## Start Provided entries

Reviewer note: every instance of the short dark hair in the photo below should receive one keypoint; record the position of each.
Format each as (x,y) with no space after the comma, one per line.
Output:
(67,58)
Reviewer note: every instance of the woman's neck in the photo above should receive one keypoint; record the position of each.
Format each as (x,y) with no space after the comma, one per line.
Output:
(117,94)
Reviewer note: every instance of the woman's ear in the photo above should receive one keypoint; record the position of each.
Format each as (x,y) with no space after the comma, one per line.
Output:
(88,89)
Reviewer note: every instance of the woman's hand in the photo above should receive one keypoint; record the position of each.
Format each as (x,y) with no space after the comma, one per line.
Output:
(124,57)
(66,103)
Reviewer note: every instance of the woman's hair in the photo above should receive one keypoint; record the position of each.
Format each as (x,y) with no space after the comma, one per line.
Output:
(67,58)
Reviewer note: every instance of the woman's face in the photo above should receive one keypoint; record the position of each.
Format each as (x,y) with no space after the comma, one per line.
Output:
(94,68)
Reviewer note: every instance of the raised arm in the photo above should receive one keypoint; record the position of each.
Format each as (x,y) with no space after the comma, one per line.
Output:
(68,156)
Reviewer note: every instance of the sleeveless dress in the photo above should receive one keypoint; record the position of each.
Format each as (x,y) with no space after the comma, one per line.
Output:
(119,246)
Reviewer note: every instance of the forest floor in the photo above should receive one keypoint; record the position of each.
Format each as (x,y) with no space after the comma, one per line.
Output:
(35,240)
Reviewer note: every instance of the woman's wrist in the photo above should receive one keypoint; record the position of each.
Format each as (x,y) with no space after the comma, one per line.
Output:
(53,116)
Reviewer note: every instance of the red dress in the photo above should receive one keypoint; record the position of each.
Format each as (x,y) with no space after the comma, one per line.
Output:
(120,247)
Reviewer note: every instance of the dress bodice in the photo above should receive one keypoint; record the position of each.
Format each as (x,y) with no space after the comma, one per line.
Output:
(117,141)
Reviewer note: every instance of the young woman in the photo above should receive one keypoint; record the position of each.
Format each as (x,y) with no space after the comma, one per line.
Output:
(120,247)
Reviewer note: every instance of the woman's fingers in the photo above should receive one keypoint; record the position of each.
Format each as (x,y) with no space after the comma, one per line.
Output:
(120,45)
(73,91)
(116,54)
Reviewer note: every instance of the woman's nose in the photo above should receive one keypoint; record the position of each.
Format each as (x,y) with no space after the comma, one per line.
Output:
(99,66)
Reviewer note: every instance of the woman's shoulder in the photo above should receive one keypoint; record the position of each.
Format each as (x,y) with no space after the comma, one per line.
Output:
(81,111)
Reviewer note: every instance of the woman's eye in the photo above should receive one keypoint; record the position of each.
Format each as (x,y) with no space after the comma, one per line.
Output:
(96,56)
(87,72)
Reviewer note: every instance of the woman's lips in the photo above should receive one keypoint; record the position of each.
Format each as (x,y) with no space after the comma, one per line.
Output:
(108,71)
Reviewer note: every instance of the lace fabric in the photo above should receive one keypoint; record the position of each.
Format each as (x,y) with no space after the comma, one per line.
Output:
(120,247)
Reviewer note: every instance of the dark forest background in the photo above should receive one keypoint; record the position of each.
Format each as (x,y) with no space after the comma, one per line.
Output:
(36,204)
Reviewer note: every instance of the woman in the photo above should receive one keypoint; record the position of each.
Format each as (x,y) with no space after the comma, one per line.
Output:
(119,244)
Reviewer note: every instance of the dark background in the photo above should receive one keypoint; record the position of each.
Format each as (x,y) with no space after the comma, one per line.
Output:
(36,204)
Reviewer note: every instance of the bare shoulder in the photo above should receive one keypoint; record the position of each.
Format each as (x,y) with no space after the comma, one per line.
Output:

## End Provided entries

Exercise
Copy out the items again, starting with the line that contains "Reviewer note: every instance of the dark background" and going on through the last line of the items. Include every line in that range, the requests too, but multiply each coordinate in the answers by 1.55 and round it to a whole number, with halves rounding up.

Result for this exercise
Reviewer note: every instance of the dark background in the photo above should receive one keypoint; record the position of each.
Format each as (x,y) with no space after the comma, one per line.
Output:
(56,316)
Reviewer note: every instance of the bare shoulder in the photo above should receive one keypoint; record the position of each.
Format each as (x,y) with no space after the comma, one per line.
Output:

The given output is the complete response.